> _What to do_:
In the data below, replace "marker" with "dot" and change nothing else. Reproduce all the data with that substitution, and omit the pictures.

=-=-=-=-=

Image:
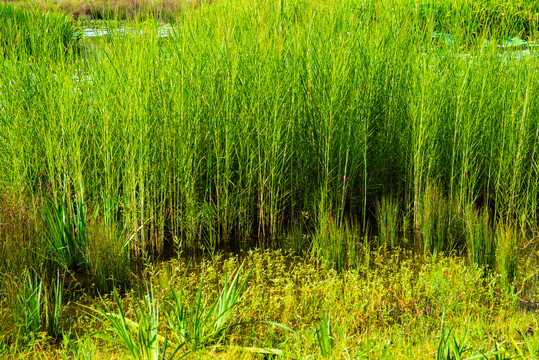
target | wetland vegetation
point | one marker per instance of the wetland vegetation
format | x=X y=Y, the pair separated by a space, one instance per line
x=269 y=179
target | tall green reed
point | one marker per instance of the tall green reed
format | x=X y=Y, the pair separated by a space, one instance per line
x=246 y=116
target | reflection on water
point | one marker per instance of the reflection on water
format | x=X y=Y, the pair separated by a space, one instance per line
x=163 y=30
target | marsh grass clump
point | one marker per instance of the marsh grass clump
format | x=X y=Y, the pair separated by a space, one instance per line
x=480 y=238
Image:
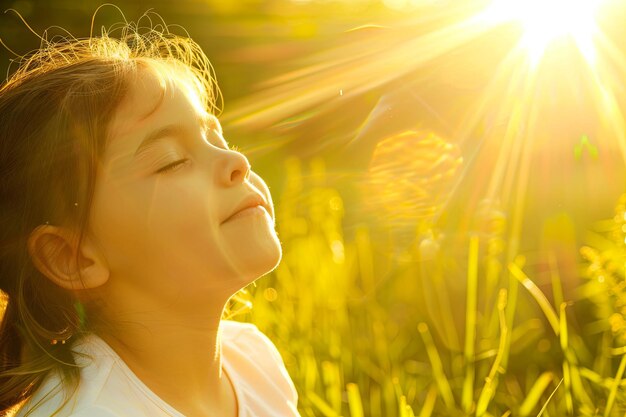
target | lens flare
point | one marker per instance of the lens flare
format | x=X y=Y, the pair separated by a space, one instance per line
x=547 y=21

=-=-=-=-=

> _Worked solution_:
Image:
target | wetland vegetation
point | one dot per instance of the wetland vegetation
format | x=X y=Y, the pair separated by a space, one instance per line
x=269 y=179
target | tall green reed
point | one dot per instance of the tall green reed
format | x=X y=Y, the pair separated by a space, one instance per line
x=246 y=116
target | reflection on water
point | one dot per instance of the reflection on water
format | x=X y=Y, the pair separated by a space, one instance per line
x=163 y=30
target | marsh grass clump
point | one dot per instance of the marsh grass clump
format | x=X y=Y, the pair separated by a space, one instance per line
x=480 y=238
Image:
target | lens flare
point | one dot per instance of the lens flare
format | x=X y=Y, the pair separated by a space, one instance per line
x=547 y=21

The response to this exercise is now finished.